◆ Source text
----

Keynesian Demand Management
The third pillar of the post-war political order was the economic doctrine of Keynesian demand management. This entailed using government expenditure, taxation and borrowing to fine tune the economy so that whenever there was a fall in aggregate demand from an external shock, the government could intervene and either increase spending or reduce taxation in order to provide a boost to the economy and maintain full employment. Both parties were committed to this economic doctrine, largely as a result of the shifting of the median voter to the left as they had seen the depths of the 1930’s after the Great Depression under classical economics and also the booming economy of the war under Keynesian economics.
Keynesian demand management started to break down in the 1960s and 70s as unemployment crept up alongside high inflation; a phenomenon known as stagflation. This occurred because of the external shock of the increase in oil prices and more substantially due to the neglect of the supply-side of the economy, causing high inflation and high unemployment. This meant that the government wasn’t achieving full employment – something the Attlee-Churchill political order had established in the previous 20 years – and it instead resorted to other methods of government intervention such as corporatism whereby the government worked with trade unions and firms to limit wage increases or tie them to productivity increases to prevent inflation from rising further.
Keynesian doctrine really lost favour during the 1970s especially when Margaret Thatcher came to power bringing with her the belief in monetarism. This shows that Attlee and Churchill didn’t create an entirely coherent economic policy as it only lasted between 15-20 years after the war and even during this period the economy was lagging behind in comparison to foreign rivals.
To conclude I think that to a large degree there was a political order in Britain following the war, where government policy was generally to achieve full employment through Keynesian demand management, government intervention to create a mixed economy along with a social policy of developing the welfare state. However, although the order was founded on these three principles, there was lots of disagreement between different governments about the extent to which the pillars should be followed. This can be seen by the fact that successive governments tweaked the policy in many different ways – sometimes increasing government intervention in the economy, and the size of the welfare state (e.g. Wilson, 1964) and sometimes reducing state involvement (e.g. Macmillan in 1970 and Thatcher in 1979).

----

◆ Complete the following
1. List every person the text names.
2. What name does the text give to unemployment rising alongside high inflation?
3. Please rewrite the text between "Keynesian demand management started" and "from rising further.", inclusive, replacing "trade unions" with "labor unions".

◆ Available data

----

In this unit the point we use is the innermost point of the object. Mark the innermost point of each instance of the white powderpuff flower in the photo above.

----

◆ Your written answers
1. Attlee, Churchill, Margaret Thatcher, Wilson, Macmillan

2. Stagflation.

3.
Keynesian demand management started to break down in the 1960s and 70s as unemployment crept up alongside high inflation; a phenomenon known as stagflation. This occurred because of the external shock of the increase in oil prices and more substantially due to the neglect of the supply-side of the economy, causing high inflation and high unemployment. This meant that the government wasn’t achieving full employment – something the Attlee-Churchill political order had established in the previous 20 years – and it instead resorted to other methods of government intervention such as corporatism whereby the government worked with labor unions and firms to limit wage increases or tie them to productivity increases to prevent inflation from rising further.